While all the data is available to do a raw HTTP request, it is preferable if these calls are made through the python-mistralclient library.
Alternatives
Instead of a push model, where Zaqar takes messages and notifies Mistral, it would also be possible to use a pull model where Mistral polls Zaqar topics for messages. However, while the Zaqar notification implementation already exists, there is no such existing component in Mistral that would be suitable for polling for triggers. It would need to poll large numbers of topics in different tenants. A similar design was considered and rejected for the notification feature of Zaqar; the same arguments apply here.
An alternative authentication method might be to use pre-signed URLs, which are on the Mistral roadmap. This might be quicker to implement, but in the longer term, Keystone trusts are probably preferable.
Instead of whitelisting the Mistral executions URL, the
trust+http
scheme could be used to make requests to any
OpenStack endpoint. However, in general the correct method of combining
static information from the options
dict with the contents
of the message to obtain the call parameters will be different for every
API. Since Mistral can already call most OpenStack APIs and supports a
language (YAQL) for calculating the arguments using data from the
notification and other input, the simplest way to achieve this is for
the user to encapsulate any other OpenStack API call they wish to make
in a Mistral workflow (which also allows them to define custom error
handling).

MATERIAL PROVIDED:
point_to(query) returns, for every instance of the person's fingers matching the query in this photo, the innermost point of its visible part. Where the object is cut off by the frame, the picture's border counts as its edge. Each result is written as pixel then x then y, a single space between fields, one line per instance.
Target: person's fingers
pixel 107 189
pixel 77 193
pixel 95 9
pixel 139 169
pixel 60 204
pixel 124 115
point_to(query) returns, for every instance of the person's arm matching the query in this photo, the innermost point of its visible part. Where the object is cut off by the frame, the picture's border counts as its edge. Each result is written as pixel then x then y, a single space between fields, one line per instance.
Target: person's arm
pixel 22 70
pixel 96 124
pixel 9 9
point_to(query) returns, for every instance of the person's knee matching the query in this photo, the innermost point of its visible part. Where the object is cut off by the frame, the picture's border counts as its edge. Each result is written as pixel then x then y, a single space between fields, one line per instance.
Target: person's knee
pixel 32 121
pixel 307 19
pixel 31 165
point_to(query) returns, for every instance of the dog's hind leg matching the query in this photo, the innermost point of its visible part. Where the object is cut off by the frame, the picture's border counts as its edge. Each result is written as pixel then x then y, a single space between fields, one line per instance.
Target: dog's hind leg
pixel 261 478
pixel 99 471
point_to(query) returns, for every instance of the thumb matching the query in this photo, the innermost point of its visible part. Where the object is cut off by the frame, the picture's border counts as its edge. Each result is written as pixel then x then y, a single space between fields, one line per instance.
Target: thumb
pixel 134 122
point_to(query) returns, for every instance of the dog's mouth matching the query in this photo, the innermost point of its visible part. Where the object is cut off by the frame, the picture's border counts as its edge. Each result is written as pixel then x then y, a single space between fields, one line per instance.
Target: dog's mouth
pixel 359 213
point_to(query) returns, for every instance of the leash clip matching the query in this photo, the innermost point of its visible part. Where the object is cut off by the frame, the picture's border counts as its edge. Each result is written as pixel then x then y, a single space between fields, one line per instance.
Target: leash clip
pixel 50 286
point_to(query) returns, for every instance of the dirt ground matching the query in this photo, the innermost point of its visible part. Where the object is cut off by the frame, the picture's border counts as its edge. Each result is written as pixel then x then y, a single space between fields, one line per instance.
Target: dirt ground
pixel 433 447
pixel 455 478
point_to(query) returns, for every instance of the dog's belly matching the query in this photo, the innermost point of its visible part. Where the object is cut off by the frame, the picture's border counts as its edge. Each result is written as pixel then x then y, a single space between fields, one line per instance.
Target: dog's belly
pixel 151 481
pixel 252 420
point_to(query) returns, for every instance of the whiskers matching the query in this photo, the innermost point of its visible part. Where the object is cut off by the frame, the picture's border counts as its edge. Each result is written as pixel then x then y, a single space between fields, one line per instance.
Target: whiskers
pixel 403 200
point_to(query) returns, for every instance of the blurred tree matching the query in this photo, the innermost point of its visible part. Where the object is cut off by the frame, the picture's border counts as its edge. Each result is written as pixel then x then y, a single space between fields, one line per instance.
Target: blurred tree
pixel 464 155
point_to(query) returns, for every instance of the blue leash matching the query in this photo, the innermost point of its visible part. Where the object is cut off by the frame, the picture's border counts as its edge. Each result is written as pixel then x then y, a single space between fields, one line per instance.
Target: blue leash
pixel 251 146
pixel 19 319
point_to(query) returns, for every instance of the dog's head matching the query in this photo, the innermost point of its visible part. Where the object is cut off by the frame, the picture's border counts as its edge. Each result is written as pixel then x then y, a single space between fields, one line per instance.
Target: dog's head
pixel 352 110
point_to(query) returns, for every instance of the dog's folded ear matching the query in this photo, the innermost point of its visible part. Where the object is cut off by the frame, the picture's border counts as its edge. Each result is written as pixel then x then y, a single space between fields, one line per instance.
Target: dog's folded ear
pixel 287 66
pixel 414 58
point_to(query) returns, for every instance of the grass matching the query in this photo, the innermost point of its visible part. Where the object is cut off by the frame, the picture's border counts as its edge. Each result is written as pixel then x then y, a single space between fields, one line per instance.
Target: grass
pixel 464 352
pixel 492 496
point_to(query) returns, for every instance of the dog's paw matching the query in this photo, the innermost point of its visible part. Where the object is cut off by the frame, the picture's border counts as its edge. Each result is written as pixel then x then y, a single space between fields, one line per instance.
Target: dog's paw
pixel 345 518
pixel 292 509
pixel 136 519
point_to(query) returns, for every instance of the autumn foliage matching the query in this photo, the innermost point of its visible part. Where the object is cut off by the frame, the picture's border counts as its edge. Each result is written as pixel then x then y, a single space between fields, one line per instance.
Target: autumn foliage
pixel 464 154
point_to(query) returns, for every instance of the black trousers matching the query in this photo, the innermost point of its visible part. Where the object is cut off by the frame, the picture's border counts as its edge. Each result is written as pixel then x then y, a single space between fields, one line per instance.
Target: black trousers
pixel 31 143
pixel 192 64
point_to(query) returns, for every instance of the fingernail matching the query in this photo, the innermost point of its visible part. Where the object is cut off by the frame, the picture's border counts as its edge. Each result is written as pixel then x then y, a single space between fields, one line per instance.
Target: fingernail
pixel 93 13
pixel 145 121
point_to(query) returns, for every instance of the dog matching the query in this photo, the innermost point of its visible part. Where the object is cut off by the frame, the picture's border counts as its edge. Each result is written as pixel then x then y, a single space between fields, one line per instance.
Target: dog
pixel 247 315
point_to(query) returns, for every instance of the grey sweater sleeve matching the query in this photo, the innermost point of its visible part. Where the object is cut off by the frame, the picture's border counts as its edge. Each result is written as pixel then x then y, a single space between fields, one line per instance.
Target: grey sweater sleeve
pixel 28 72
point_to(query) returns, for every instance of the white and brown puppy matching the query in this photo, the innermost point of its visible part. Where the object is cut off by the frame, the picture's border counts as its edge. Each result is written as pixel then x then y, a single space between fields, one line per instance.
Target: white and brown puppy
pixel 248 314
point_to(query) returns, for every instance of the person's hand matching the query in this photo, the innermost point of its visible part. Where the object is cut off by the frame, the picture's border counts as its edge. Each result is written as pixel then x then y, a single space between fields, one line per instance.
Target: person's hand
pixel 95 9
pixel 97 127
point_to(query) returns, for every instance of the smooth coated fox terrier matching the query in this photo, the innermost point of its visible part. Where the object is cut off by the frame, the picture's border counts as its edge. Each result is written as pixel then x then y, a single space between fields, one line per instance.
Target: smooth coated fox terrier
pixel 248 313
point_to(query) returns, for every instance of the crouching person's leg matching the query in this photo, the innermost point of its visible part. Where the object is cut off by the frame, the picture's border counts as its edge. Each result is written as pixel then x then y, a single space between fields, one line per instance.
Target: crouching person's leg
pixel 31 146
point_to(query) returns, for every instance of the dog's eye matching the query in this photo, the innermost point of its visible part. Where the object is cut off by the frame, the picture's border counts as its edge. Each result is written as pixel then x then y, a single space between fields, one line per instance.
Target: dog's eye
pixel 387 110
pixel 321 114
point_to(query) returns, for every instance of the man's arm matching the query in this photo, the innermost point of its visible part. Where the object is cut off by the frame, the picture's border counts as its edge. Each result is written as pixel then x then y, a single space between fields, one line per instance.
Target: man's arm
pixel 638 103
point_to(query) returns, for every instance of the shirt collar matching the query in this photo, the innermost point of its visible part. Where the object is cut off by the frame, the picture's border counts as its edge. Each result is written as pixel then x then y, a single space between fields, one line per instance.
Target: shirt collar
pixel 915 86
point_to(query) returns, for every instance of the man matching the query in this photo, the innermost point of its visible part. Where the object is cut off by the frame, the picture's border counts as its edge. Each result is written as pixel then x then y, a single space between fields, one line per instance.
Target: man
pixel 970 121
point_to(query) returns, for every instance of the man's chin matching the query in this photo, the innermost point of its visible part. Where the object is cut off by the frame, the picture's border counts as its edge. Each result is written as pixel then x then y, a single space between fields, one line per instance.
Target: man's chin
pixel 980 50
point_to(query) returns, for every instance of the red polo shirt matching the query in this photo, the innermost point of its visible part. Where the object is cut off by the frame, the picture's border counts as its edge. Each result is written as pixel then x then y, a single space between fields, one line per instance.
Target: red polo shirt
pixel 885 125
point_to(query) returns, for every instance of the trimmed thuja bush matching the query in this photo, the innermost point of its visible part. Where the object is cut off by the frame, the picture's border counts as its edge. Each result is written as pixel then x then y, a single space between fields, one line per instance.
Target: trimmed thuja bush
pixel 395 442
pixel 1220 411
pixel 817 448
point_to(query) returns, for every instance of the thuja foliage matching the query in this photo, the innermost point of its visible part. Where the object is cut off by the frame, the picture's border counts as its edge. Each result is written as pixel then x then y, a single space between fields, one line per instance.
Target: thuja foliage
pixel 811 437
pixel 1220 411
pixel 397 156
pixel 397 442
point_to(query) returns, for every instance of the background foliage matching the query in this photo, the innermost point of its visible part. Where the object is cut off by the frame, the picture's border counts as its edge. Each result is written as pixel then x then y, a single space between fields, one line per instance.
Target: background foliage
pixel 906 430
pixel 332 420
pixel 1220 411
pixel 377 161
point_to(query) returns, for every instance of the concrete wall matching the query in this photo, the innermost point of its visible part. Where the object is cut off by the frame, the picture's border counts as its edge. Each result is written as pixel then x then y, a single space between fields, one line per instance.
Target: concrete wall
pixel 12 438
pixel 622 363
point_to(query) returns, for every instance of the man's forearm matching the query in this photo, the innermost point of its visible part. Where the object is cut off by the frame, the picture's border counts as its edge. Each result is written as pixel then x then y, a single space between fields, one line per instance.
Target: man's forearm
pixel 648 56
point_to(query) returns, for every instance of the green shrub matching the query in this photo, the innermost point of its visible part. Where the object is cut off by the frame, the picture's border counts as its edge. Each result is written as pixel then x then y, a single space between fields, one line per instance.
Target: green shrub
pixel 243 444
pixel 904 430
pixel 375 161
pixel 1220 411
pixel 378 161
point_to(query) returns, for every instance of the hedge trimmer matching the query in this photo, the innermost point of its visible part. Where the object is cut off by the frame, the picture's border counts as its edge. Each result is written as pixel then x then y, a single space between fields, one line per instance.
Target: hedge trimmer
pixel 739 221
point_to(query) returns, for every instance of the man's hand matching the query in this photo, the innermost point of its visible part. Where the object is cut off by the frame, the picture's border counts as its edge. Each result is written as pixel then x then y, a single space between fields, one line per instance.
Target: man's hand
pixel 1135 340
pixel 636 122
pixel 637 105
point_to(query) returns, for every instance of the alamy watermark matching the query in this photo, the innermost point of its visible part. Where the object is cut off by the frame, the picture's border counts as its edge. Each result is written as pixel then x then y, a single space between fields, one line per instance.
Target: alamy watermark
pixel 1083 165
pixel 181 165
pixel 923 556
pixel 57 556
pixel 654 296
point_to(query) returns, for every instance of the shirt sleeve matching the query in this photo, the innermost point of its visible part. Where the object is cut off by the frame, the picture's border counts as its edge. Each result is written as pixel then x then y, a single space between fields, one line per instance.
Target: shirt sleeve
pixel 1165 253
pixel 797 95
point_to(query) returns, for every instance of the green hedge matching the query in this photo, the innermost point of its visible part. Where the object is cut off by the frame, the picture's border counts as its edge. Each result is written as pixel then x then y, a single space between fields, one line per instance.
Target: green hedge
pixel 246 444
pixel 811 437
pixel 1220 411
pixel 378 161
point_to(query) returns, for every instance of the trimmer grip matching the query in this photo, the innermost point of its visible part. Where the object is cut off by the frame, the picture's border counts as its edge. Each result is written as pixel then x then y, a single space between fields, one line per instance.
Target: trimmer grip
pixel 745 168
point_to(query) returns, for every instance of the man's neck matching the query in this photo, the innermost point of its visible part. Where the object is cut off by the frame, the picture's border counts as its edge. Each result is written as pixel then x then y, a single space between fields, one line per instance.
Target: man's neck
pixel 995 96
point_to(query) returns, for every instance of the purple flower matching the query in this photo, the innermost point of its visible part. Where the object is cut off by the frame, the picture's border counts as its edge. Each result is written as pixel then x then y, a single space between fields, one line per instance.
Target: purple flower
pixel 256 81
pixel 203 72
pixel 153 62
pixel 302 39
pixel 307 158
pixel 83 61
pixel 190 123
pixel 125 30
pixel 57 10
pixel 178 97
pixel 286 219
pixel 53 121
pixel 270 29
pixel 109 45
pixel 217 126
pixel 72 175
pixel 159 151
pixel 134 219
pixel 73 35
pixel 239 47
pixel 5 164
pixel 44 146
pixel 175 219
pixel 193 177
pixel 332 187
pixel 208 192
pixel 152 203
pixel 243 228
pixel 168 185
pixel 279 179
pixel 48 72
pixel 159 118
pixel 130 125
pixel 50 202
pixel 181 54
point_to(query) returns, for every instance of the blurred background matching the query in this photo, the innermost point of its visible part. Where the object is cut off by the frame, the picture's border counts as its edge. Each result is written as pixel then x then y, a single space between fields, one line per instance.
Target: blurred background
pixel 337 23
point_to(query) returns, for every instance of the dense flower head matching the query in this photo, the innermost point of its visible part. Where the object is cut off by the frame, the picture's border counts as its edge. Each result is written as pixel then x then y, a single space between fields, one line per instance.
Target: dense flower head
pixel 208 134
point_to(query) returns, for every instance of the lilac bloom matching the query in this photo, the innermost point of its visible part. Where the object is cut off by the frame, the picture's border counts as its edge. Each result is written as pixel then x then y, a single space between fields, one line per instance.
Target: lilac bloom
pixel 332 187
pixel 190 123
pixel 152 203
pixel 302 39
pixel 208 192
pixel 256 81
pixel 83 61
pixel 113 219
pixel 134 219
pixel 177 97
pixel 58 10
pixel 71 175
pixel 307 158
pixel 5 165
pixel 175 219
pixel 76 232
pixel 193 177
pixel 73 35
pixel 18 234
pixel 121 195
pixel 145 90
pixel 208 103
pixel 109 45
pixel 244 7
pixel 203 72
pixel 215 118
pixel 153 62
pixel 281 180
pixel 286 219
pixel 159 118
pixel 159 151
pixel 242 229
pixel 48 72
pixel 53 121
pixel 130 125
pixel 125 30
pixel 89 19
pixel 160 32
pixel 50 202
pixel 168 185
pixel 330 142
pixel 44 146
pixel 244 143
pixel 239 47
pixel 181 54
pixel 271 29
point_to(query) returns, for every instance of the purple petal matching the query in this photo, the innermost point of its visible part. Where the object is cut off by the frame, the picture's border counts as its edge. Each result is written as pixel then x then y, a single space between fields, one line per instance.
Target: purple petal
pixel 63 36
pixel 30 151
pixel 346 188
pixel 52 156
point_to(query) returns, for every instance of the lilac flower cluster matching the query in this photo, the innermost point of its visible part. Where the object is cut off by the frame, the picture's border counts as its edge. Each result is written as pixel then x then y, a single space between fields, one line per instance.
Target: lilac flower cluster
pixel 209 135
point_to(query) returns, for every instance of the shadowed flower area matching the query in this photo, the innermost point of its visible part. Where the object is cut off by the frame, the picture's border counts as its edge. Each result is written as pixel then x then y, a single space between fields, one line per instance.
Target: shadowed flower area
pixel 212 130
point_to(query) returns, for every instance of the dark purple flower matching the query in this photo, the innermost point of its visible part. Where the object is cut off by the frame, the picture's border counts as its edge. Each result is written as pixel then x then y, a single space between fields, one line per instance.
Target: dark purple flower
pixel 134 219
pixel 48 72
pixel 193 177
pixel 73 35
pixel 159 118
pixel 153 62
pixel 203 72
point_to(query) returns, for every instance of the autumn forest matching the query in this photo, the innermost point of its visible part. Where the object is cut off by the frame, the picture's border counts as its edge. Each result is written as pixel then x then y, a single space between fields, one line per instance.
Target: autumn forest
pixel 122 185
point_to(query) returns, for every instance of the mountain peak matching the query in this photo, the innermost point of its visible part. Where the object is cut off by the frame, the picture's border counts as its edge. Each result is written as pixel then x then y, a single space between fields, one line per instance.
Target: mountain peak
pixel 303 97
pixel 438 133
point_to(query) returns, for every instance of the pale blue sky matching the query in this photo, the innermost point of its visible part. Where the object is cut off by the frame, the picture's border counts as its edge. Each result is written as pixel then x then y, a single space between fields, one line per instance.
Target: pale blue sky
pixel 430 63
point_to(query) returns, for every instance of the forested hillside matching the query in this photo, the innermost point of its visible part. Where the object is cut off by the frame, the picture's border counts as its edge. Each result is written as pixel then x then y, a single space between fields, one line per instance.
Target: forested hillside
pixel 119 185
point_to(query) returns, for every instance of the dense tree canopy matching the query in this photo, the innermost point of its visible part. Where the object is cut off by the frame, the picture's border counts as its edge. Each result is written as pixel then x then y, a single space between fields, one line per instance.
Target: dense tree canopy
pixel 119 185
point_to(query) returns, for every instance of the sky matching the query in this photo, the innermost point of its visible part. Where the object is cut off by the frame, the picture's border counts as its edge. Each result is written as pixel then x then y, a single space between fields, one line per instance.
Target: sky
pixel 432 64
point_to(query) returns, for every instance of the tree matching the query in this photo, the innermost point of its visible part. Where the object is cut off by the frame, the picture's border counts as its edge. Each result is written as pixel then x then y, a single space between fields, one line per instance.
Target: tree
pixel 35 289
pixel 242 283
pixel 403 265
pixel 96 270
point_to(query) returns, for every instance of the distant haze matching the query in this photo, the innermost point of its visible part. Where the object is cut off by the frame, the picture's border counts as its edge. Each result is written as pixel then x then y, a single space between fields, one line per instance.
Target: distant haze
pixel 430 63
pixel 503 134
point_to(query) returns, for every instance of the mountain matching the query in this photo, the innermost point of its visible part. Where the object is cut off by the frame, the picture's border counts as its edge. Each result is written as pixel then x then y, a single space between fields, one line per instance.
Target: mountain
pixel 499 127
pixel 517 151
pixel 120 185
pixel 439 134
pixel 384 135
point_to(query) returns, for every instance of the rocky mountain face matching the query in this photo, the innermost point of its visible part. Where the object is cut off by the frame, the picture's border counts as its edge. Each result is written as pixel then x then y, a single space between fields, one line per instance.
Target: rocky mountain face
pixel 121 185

SHORT PROBLEM A: Can you extract the part of the Zaqar and Mistral design text that opens with the words containing "Alternatives" and closes with "arguments apply here."?
SHORT PROBLEM B: What comes next in the Zaqar and Mistral design text? Write its continuation, starting after its final sentence.
The records play no part here.

WRITTEN REPLY A:
Alternatives
Instead of a push model, where Zaqar takes messages and notifies Mistral, it would also be possible to use a pull model where Mistral polls Zaqar topics for messages. However, while the Zaqar notification implementation already exists, there is no such existing component in Mistral that would be suitable for polling for triggers. It would need to poll large numbers of topics in different tenants. A similar design was considered and rejected for the notification feature of Zaqar; the same arguments apply here.

WRITTEN REPLY B:
It would be nice if there were a way to identify an OpenStack
resource with a URI without necessarily requiring a URL (containing
redundant information about the location of the endpoint). AWS uses an
unofficial
URN-like identifier with an arn: (instead of urn:) scheme for this
purpose. Something similar might be useful in other contexts in
OpenStack too (for example, in Heat we would like to be able to
distinguish between files in Swift containers or Glare links and
ordinary HTTP URLs for the purposes of uploading user data, although
there is some precedent for using swift+http
as the scheme
in the Swift case). However, this would require, at a minimum, wide
cross-project agreement (and arguably IANA registration). There are no
existing examples of anything like this in OpenStack.
Implementation
Assignee(s)
This is one of those blueprints where I'm throwing it out there to see who picks it up.
Milestones
- Target Milestone for completion:
-
Newton-3
Work Items
- Implement the Mistral notification plugin
- Create a keystone trust and store its ID in the URI when setting up
a
trust+http(s)
notification. Delete the trust again when the notification is deleted. - Add the ability to distinguish between Mistral URLs and other
trust+http(s)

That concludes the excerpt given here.